Begin

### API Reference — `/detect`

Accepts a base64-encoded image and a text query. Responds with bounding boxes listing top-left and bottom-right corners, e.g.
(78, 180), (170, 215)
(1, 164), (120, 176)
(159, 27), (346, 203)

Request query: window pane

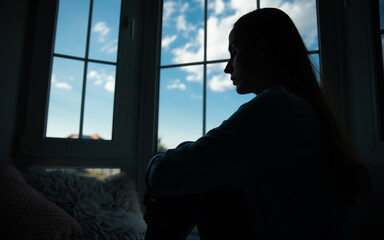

End

**TASK TO CARRY OUT**
Copy out every line of the material above word for word, and leave the pictures out of your answer.

**EXERCISE ANSWER**
### API Reference — `/detect`

Accepts a base64-encoded image and a text query. Responds with bounding boxes listing top-left and bottom-right corners, e.g.
(78, 180), (170, 215)
(1, 164), (120, 176)
(159, 27), (346, 203)

Request query: window pane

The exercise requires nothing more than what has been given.